[Source extract]

Would you know what to do if you got caught short and went into labour early? Registered Medical Practitioner Dermot Mora is an expert in unexpected births in unexpected places
Unexpected births was written and edited by Dermot Mora, a registered medical practitioner who, as a general practitioner, has delivered hundreds of babies both throughout Australia, New Zealand and the Pacific Islands (including one in a henhouse with a rooster perched on his shoulder – but that’s another story).
More latterly, as a specialist, he has ruffled fewer feathers diagnosing countless birth situations of all kinds in impeccably professional surroundings.
Unexpected births fall into two broad groups.
The first arise from VERY RAPID LABOUR, often resulting in delivery on the way to the hospital. Usually there is little to worry about; the outcome for such births is almost uniformly excellent.
The most useful ‘piece of equipment’ is a mobile phone, or a helpful taxi-driver, to call up emergency services for directions.
If help is close by, nothing need be done except to look after the babe. If it’s in a built-up area and traffic is slow, the umbilical cord may be tied if there’s something handy. If this is done, tie the cord at least 20 cm (about eight inches) from the infant’s body. (There is no need to cut the cord when mother and newborn are on the way to nearby sterile help).
If the placenta comes out by itself, well and good.
If help is, say, half an hour away, gentle, steady pulling on the cord, along with gentle pressure on the top of the uterus will help deliver the placenta.
The second situation confronting someone inexperienced is the UNINTENDED, OFTEN PREMATURE labour, in an unplanned or unforeseen situation.
In such a situation, distance or some other factor may mean transport to assistance is not likely to happen before the babe is born. (But call for emergency help anyway).
This is a different kettle of fish as the labour could be long and difficult – and yet, may be over before help arrives. The baby may be small, premature, and/or exhausted and limp.

[/Source extract]
[Source material]

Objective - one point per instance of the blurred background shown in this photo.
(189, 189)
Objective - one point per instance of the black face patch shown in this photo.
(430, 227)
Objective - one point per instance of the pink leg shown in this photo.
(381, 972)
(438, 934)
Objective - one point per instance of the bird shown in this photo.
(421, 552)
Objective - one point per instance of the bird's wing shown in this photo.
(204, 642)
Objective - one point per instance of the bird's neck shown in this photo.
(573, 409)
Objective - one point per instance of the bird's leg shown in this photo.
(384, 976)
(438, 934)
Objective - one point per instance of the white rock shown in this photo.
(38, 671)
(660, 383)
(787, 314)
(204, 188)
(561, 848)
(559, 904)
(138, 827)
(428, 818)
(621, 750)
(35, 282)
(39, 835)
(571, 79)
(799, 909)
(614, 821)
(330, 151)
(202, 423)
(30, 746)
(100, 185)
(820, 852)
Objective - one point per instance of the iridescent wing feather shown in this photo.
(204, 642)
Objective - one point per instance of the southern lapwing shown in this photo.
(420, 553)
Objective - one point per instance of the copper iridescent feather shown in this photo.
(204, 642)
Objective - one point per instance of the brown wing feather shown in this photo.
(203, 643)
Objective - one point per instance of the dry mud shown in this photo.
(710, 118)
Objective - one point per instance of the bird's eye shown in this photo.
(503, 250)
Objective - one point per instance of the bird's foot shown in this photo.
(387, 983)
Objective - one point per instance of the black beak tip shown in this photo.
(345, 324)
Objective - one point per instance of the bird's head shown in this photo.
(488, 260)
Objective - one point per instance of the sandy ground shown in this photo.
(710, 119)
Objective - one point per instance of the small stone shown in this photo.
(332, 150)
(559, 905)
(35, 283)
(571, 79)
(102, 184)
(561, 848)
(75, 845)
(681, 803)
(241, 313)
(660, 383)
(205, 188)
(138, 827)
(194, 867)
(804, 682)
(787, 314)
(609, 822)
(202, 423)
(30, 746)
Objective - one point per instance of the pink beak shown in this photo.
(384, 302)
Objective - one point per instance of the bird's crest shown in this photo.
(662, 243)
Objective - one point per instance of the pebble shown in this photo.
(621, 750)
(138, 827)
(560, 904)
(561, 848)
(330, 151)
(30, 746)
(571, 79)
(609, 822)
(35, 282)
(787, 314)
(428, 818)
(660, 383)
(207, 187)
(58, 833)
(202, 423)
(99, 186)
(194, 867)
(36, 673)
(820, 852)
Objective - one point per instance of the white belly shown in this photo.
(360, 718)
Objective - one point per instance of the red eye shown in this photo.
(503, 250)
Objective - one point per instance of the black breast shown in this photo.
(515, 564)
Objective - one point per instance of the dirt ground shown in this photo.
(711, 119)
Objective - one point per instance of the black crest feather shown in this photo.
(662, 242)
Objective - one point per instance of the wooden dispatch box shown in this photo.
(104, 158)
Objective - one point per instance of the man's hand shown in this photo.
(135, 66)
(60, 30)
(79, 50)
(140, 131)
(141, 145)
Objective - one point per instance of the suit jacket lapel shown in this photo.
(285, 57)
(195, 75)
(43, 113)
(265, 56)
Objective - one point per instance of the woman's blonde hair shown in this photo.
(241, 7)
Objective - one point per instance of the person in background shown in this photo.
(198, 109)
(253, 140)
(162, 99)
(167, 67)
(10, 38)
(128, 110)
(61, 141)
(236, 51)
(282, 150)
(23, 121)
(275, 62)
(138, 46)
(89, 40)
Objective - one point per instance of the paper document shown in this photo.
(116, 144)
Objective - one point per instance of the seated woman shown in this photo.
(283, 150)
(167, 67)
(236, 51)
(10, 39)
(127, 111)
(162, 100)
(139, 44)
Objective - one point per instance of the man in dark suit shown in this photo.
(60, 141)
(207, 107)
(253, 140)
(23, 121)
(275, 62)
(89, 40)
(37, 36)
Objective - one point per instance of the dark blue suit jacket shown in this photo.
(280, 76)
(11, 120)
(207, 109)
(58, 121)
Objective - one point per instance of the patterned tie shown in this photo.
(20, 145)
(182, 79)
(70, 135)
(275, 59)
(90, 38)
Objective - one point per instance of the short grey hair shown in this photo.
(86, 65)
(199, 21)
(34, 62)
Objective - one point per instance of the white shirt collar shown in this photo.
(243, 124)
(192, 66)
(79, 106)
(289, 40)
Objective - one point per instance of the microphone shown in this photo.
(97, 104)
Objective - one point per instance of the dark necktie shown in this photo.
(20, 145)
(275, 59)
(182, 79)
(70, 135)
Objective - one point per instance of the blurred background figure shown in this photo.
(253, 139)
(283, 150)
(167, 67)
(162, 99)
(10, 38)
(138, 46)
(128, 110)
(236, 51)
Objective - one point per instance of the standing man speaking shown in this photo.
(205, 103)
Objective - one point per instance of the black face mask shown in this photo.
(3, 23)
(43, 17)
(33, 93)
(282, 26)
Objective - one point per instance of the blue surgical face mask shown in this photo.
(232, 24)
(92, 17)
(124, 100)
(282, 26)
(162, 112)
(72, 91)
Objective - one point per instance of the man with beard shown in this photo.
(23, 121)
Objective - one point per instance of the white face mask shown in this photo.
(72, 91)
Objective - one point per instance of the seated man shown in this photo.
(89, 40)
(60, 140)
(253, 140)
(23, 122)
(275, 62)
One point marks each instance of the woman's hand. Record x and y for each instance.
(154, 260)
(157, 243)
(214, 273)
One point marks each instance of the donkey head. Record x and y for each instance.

[/Source material]

**Task requirements**
(A) In the piece on unexpected births, which geographic regions are named as places where Dermot Mora has delivered babies?
(B) Does each statement agree with the piece on unexpected births? (i) If the umbilical cord is tied, it should be at least 20 cm from the infant's body. (ii) The cord must be cut before mother and newborn travel to nearby help. (iii) Births from very rapid labour usually have poor outcomes.
(C) Carry on the piece on unexpected births from its last sentence.

**Answers for the exercise**
(A) Australia, New Zealand, the Pacific Islands

(B)
(i) Yes: "tie the cord at least 20 cm (about eight inches) from the infant’s body"
(ii) No: "There is no need to cut the cord when mother and newborn are on the way to nearby sterile help"
(iii) No: "the outcome for such births is almost uniformly excellent"

(C)
There will be time for some elementary preparation, which really only means scrubbing hands and boiling up a pair of scissors to cut the cord and tape, or something like it, to tie it afterwards. (In a remote area this makes handling the baby easier).
Help with the placenta may be necessary if it does not push out within ten minutes or so. This means a gentle but steady pull, just enough to put tension on the cord – not enough to cause it to stretch.
Either the head or breech comes out and progress stops. In the city-taxi kind of scenario, keep going for help. Emergency services include police so they may clear the way. In the remote-home or similar situation, maintain steady pulling, not jerking of the baby parallel to the bed will hopefully succeed – but emergency help will be required.
Usually, bleeding from the mother ceases after delivery of the placenta. If it doesn’t, get to the hospital as quickly as possible. Pressing the uterus might help lessen the bleeding.
Reviving The Baby
Most newborns breathe fairly quickly but if breathing doesn’t start within a minute gentle mouth-to-mouth resuscitation is the best method in an emergency. A baby has a lot of built-in immunity from its mother and is unlikely to catch anything.
- Don’t jerk. Any actions need to be firm and gentle at the same time.
- Don’t tie the cord close to the baby.
- Don’t panic. The human race would not exist if we didn’t get it right naturally most of the time!